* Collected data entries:
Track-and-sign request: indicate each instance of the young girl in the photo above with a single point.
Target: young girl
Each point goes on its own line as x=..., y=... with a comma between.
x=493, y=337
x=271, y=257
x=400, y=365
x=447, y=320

* WORK TO DO: Lay out every line of the listing above as a numbered list, omitting any blank lines.

* FINAL ANSWER:
1. Track-and-sign request: indicate each instance of the young girl in the photo above with a single point.
2. Target: young girl
3. Each point goes on its own line as x=..., y=... with a comma between.
4. x=493, y=337
5. x=271, y=257
6. x=400, y=365
7. x=447, y=320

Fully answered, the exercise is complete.